**WHAT YOU WILL DO:** Rewrite the material from the line with "Can you see the blurred" through the end of the material, substituting "every" for "each" and leaving everything else unchanged.

**TASK MATERIAL:**
....

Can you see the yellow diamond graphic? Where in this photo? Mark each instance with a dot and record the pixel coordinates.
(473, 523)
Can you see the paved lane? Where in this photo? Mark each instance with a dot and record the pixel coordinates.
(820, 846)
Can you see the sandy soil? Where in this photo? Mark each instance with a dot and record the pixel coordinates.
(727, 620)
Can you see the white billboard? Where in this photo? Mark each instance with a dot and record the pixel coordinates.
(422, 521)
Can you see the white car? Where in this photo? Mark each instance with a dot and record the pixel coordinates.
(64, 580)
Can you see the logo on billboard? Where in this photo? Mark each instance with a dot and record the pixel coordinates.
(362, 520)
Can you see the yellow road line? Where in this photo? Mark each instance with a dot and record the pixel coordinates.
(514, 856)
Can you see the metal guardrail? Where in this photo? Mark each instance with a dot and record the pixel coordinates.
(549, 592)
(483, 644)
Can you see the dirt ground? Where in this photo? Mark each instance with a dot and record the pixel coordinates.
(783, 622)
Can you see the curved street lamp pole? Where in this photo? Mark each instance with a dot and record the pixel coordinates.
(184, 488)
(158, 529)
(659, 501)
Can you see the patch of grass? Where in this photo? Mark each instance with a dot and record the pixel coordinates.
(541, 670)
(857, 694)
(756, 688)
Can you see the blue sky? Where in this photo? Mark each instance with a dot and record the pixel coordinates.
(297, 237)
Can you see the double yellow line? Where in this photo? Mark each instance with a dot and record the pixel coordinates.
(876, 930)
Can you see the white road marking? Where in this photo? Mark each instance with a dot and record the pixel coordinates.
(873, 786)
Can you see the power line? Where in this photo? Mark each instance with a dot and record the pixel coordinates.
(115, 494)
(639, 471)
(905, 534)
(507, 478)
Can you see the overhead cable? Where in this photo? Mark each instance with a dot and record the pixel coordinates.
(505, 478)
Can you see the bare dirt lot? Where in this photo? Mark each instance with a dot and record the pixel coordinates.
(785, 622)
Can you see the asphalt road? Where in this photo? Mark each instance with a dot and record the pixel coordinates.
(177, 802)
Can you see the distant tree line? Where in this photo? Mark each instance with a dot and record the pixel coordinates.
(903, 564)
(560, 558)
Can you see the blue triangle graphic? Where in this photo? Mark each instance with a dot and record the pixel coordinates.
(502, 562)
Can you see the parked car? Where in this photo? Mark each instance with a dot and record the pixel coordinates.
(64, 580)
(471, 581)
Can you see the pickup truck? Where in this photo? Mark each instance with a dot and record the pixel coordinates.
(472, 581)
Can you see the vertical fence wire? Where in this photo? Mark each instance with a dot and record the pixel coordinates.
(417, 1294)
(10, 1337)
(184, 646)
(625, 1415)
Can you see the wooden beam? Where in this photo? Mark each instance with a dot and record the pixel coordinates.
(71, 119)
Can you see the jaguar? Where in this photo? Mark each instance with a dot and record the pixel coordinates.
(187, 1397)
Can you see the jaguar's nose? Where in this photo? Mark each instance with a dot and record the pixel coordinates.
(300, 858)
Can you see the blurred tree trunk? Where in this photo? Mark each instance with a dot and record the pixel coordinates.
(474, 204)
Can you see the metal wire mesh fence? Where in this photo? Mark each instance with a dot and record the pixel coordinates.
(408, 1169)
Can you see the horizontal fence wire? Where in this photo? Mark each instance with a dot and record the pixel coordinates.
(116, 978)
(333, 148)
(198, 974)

....

**SOLUTION TO THIS EXERCISE:**
Can you see the blurred tree trunk? Where in this photo? Mark every instance with a dot and record the pixel coordinates.
(474, 204)
Can you see the metal wire mesh fence? Where in this photo? Mark every instance with a dot and record the pixel coordinates.
(408, 1169)
Can you see the horizontal fence wire? Where in this photo? Mark every instance with a dot and record the pixel coordinates.
(116, 978)
(333, 148)
(198, 974)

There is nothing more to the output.